• CONSIGNES:
1. Recopiez à l'identique le passage de l'article sur le grand âge dans les Pyrénées-Orientales qui s'ouvre sur les mots contenant « Car deux discours » et se referme sur « les réponses adaptées. ».
2. D'après l'article sur le grand âge dans les Pyrénées-Orientales, quel est l'âge moyen auquel le Français doit faire face au décès de ses parents ?
3. Prolongez l'article sur le grand âge dans les Pyrénées-Orientales à partir de sa dernière phrase.

• TEXTE FOURNI:
◆ ◆ ◆ ◆ ◆ ◆ ◆

Article mis à jour le 14 mai 2023 à 13:57
Au pied du mur, les Pyrénées-Orientales doivent désormais faire face aux enjeux du grand âge. Les enfants du baby-boom vieillissent et arrivent désormais à des âges avancés. D’ici 2040, il y aura deux fois plus de seniors âgés de plus de 85 ans en Occitanie, soit 204.000 personnes supplémentaires. Les Pyrénées-Orientales dénombrent 25 places en structure pour 100 personnes âgées dépendantes. Quand la Lozère en compte presque le double… La région Occitanie et les Pyrénées-Orientales se préparent-elles de la même façon aux enjeux du grand âge et surtout de la dépendance ?
L’âge moyen auquel le Français doit faire face au décès de ses parents est de 63 ans. Que cela signifie-t-il pour les jeunes seniors ? Qu’ils devront simultanément gérer leur emploi (réforme des retraites oblige), s’improviser aide-soignant pour personnes âgées dépendantes, et subvenir aux besoins de leur fille de 40 ans en difficulté après son divorce ? Ces questions et ces doutes préoccupent de nombreux habitants du département.
Dépendance des seniors, chacun pour soi et domicile pour tous ?
Car deux discours se font entendre aujourd’hui sur ce thème de la dépendance. Celui qui impliquerait une action gouvernementale forte et des moyens importants au titre de la solidarité nationale. Et ce, notamment, pour que les EHPAD* n’explosent pas demain comme les Urgences aujourd’hui. Une anticipation sur les besoins en infrastructures et en personnel qualifié. Car les pathologies liées au vieillissement, comme Alzheimer, sont complexes et nécessitent des connaissances spécifiques. Ne serait-ce que pour comprendre certains comportements et avoir les réponses adaptées.
Mal maîtrisé, ce système conduira rapidement à une maltraitance institutionnelle. Une situation qu’évoquent déjà les soignants dans certains établissements. À l’inverse, et tout en gardant à l’esprit l’idée de réforme, il peut apporter aux aînés la fin de vie qu’ils méritent dans un pays comme la France.

◆ ◆ ◆ ◆ ◆ ◆ ◆

• DONNÉES FOURNIES:

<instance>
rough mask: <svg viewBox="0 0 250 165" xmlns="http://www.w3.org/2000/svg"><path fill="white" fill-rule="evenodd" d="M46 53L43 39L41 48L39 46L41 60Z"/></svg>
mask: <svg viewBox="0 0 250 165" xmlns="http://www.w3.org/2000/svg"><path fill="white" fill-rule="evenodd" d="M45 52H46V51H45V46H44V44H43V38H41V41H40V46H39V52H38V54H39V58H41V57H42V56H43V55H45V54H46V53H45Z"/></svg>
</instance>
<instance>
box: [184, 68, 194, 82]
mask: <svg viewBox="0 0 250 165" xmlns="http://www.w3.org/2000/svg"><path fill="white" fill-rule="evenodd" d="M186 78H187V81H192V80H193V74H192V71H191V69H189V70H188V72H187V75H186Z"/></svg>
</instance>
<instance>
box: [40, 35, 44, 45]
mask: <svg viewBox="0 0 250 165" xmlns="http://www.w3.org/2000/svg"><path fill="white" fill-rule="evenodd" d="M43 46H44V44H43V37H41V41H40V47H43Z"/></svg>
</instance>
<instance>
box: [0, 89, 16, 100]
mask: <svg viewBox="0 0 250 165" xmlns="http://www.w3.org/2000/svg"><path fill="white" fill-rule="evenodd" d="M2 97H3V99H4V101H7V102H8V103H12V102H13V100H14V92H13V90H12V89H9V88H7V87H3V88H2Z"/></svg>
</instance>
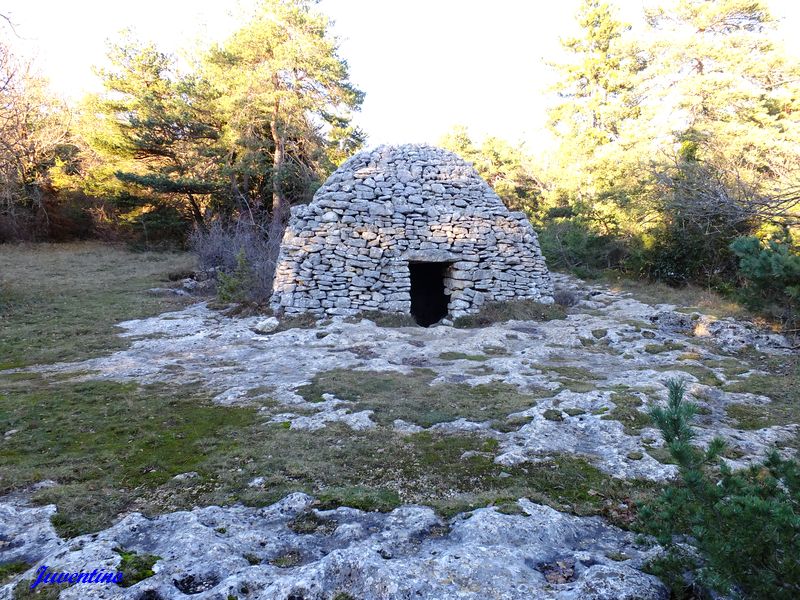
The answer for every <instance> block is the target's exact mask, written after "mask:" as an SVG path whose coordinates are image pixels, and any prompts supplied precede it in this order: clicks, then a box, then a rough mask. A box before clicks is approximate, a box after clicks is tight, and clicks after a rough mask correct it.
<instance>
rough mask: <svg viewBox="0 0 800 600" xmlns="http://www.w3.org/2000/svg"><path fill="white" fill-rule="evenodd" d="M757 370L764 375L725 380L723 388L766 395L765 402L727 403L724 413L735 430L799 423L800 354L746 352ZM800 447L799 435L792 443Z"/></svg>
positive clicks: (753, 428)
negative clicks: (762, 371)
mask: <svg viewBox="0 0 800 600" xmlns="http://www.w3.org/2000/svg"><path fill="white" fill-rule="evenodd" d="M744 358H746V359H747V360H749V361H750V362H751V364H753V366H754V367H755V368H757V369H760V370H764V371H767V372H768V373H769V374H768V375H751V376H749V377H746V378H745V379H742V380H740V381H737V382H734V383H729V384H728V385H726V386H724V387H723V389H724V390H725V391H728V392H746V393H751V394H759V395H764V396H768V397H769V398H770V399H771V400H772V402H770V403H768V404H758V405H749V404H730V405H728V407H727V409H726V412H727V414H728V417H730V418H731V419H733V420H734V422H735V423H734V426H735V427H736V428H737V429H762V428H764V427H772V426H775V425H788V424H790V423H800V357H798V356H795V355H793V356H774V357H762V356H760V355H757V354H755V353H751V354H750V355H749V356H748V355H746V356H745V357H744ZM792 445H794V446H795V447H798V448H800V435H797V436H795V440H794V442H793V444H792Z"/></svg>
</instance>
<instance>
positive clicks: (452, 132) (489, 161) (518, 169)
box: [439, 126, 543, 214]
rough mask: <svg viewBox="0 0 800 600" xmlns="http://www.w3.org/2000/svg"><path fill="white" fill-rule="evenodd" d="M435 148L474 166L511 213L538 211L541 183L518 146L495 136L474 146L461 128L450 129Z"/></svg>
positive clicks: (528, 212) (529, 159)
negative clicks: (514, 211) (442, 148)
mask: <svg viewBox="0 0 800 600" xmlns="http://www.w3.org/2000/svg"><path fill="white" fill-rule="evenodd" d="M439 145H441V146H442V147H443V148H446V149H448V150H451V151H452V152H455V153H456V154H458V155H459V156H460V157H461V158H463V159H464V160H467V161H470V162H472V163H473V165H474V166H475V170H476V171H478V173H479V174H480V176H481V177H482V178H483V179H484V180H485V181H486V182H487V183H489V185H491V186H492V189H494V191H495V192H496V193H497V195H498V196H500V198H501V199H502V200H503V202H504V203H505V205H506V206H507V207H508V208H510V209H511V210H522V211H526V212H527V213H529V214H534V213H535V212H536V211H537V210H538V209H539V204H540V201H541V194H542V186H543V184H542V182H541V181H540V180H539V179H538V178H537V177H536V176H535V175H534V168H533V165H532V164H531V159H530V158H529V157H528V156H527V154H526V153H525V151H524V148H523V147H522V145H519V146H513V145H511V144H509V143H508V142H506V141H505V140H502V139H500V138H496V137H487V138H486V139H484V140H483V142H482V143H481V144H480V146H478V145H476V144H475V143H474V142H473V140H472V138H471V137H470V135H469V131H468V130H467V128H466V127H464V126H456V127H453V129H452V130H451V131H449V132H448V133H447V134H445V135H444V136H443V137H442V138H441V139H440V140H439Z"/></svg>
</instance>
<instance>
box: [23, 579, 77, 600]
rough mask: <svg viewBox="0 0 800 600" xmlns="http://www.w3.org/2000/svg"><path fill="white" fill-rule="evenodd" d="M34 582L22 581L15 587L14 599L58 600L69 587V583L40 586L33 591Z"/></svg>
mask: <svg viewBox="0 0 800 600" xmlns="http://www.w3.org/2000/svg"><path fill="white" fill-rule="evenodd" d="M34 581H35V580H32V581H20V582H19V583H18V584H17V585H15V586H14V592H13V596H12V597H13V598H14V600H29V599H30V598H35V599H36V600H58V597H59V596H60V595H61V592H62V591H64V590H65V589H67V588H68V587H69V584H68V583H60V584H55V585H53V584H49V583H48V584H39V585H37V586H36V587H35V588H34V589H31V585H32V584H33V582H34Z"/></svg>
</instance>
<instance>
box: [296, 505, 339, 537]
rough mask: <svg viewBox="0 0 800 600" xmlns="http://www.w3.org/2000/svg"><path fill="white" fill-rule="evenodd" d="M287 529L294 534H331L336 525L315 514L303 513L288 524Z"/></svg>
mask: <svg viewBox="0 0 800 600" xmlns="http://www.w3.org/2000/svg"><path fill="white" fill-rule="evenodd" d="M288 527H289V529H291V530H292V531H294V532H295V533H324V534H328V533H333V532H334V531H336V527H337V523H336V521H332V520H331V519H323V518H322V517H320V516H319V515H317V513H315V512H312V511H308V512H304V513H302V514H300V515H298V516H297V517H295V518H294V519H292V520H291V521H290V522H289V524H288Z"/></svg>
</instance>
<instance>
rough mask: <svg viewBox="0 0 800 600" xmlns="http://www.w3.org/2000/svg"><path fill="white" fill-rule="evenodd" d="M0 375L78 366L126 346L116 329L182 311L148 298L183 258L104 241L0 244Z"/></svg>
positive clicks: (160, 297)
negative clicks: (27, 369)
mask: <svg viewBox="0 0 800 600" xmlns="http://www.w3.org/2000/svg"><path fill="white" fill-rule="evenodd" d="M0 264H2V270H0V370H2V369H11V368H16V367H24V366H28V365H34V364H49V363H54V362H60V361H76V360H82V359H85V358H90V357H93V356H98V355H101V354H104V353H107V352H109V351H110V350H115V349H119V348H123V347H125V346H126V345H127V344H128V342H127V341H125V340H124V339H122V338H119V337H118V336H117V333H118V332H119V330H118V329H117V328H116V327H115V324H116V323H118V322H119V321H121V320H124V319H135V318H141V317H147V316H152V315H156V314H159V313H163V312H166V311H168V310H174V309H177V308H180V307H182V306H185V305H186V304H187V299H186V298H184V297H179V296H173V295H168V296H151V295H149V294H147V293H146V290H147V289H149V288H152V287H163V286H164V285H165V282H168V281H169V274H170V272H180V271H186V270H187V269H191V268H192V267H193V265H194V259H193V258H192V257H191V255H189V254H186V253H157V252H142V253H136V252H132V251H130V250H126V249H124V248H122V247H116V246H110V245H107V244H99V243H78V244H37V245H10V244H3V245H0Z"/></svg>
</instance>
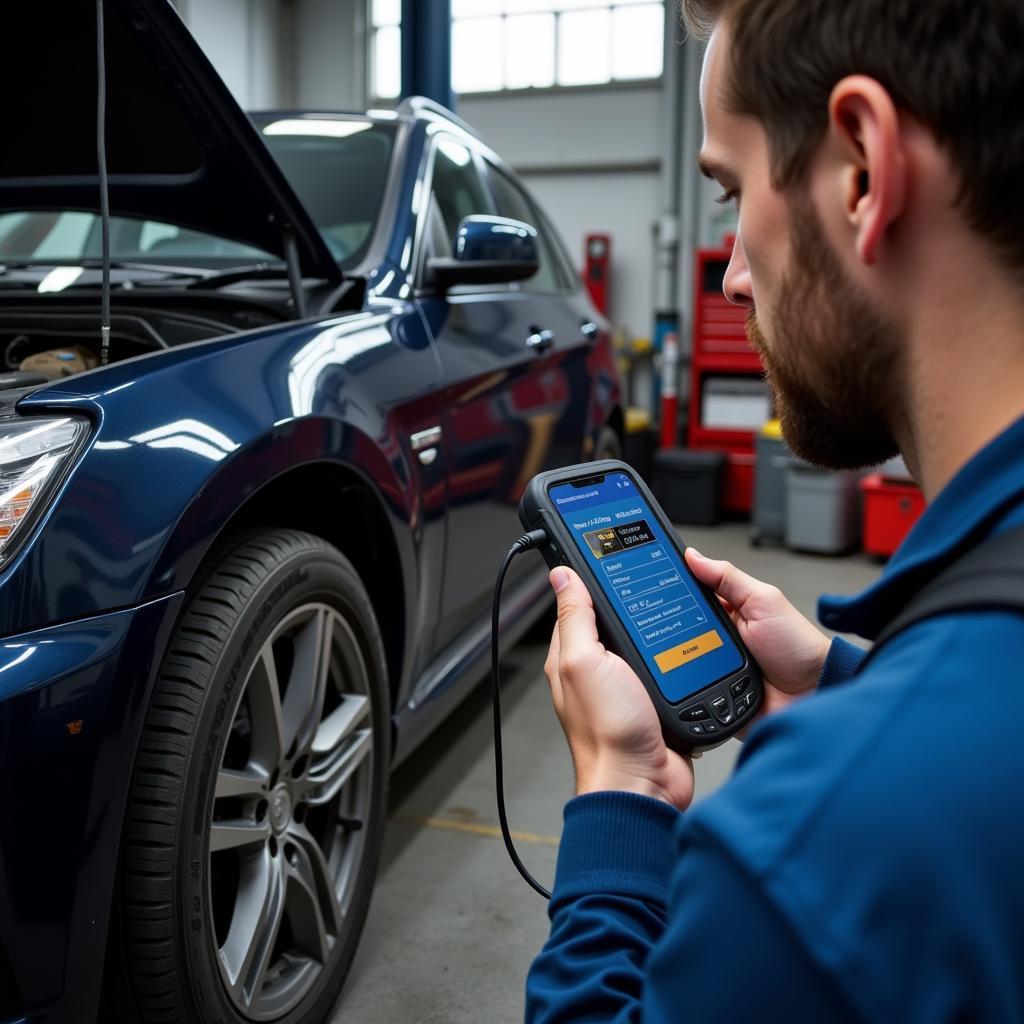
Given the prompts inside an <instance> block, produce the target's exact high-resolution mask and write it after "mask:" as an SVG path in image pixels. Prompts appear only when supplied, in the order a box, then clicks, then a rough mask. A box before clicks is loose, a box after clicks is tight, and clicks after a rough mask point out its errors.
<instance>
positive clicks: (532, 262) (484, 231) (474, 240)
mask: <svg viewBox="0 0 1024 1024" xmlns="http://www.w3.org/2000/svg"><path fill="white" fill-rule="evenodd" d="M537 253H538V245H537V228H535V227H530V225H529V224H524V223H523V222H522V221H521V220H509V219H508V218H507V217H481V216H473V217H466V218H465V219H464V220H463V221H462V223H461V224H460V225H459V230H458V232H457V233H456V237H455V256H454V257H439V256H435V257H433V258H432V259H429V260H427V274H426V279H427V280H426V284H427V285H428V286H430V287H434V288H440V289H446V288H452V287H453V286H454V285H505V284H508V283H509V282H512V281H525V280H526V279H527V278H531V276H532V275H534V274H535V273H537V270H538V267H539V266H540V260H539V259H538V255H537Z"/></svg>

◆ ◆ ◆ ◆ ◆ ◆ ◆

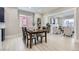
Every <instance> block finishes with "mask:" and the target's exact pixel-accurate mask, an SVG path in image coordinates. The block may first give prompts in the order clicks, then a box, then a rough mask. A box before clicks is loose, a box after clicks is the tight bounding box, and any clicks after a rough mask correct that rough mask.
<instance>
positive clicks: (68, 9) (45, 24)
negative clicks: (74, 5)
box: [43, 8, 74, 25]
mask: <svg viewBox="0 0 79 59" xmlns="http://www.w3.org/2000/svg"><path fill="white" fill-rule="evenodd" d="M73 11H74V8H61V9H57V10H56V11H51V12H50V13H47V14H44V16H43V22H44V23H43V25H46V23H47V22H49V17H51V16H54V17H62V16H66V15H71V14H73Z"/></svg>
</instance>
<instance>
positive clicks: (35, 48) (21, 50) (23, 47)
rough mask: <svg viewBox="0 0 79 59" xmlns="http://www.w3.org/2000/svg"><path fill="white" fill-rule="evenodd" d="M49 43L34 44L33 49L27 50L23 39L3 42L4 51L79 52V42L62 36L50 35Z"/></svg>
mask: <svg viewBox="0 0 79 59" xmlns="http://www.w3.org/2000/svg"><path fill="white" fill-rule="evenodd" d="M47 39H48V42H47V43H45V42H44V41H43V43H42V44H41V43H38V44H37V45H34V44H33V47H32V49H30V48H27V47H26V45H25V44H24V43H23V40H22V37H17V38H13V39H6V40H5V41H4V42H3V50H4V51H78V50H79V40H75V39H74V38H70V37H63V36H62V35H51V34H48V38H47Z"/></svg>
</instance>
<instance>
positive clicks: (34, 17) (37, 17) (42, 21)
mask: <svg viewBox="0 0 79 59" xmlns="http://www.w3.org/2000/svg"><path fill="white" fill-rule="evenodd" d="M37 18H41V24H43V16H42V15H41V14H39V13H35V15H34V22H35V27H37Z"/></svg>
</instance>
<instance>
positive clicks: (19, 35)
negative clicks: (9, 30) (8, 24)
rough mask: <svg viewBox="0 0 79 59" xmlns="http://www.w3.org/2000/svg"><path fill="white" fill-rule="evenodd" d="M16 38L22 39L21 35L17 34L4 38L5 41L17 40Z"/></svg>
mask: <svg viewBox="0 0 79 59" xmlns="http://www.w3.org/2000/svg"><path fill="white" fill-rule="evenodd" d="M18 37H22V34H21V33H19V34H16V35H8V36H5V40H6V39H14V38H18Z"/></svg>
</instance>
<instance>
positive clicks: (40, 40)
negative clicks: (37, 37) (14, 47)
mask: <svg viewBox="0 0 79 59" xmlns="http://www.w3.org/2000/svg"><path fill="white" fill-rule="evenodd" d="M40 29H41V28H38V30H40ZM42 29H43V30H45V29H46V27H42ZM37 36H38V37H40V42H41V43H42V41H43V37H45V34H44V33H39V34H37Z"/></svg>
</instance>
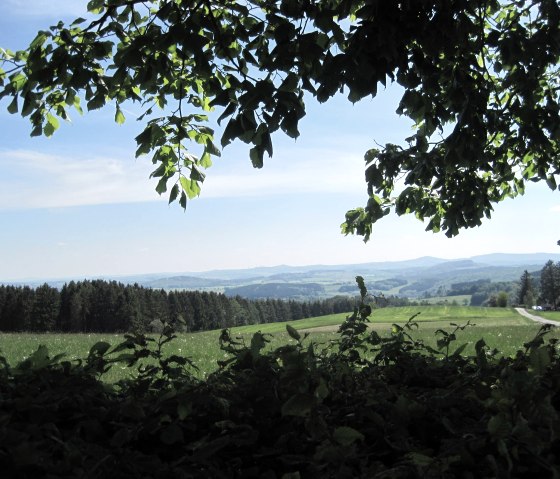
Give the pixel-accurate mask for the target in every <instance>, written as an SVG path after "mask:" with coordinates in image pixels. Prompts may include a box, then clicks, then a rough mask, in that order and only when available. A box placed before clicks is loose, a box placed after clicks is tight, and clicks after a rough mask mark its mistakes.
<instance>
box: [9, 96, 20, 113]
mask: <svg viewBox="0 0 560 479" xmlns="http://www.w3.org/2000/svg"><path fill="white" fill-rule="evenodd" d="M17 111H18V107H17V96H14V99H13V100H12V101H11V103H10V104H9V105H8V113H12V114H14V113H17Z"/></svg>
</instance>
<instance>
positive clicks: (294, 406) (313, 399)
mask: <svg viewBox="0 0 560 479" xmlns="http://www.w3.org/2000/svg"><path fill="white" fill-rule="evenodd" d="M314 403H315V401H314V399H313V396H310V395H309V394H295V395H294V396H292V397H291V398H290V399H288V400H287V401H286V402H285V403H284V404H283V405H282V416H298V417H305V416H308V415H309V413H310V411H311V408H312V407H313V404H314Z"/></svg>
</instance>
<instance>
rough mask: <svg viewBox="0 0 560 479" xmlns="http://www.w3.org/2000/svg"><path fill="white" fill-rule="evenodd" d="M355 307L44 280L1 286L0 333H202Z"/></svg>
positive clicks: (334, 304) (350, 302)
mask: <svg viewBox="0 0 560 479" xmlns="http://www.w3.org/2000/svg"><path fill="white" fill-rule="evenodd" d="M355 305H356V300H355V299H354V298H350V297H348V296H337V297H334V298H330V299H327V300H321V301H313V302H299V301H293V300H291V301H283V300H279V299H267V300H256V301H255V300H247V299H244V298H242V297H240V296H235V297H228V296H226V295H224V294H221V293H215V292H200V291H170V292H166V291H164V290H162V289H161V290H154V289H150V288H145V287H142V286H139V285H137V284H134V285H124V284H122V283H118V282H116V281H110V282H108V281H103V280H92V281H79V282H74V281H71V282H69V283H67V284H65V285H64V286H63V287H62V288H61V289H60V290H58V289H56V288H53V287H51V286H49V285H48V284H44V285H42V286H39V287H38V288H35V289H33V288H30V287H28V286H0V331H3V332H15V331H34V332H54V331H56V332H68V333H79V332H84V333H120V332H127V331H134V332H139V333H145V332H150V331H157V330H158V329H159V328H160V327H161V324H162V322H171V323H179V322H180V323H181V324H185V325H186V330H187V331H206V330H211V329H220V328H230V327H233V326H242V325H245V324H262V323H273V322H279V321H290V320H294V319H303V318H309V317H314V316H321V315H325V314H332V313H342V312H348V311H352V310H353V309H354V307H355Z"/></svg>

◆ ◆ ◆ ◆ ◆ ◆ ◆

• RÉPONSES:
1.
Car deux discours se font entendre aujourd’hui sur ce thème de la dépendance. Celui qui impliquerait une action gouvernementale forte et des moyens importants au titre de la solidarité nationale. Et ce, notamment, pour que les EHPAD* n’explosent pas demain comme les Urgences aujourd’hui. Une anticipation sur les besoins en infrastructures et en personnel qualifié. Car les pathologies liées au vieillissement, comme Alzheimer, sont complexes et nécessitent des connaissances spécifiques. Ne serait-ce que pour comprendre certains comportements et avoir les réponses adaptées.

2. 63 ans.

3.
Parallèlement une petite voix, plus libérale, plus anglo-saxonne diraient certains, tinte de plus en plus. Celle-ci laisserait sous-entendre que chacun, responsable de lui-même, doit d’ores et déjà préparer sa potentielle dépendance. Un avenir qui passerait par un environnement d’aidants, le plus souvent familiaux. Mais aussi un cadre de vie adapté et sécurisé. Fini le pavillon avec les chambres à l’étage, la maison de village étriquée, la jolie baignoire à l’ancienne. La maison du futur jeune senior doit être de plain-pied avec une douche à l’italienne pour un éventuel accès en fauteuil roulant.
Cette perspective est-elle réellement égalitaire ? Peut-on vraiment prendre en charge dignement la dépendance d’une personne grabataire avec un bref passage à domicile d’une auxiliaire de vie et d’une infirmière ? Sans oublier les décisions familiales arbitraires et les chantages affectifs…
60% de seniors dépendants de plus à l’horizon 2040
Le nombre de seniors dépendants augmentera de 60% d’ici 2040 en Occitanie. Les départements où cette hausse sera la plus importante sont le Gard, la Haute-Garonne et l’Hérault. Entre 2015 et 2040, l’Occitanie comptera 472.000 seniors (de 75 ans et plus) supplémentaires. Cette tranche d’âge représentait 11% de la population régionale en 2015, en 2040 ce chiffre passerait à 16%. La génération baby-boom forme désormais le papy-boom : dès 2022, les baby-boomers auront au moins 75 ans.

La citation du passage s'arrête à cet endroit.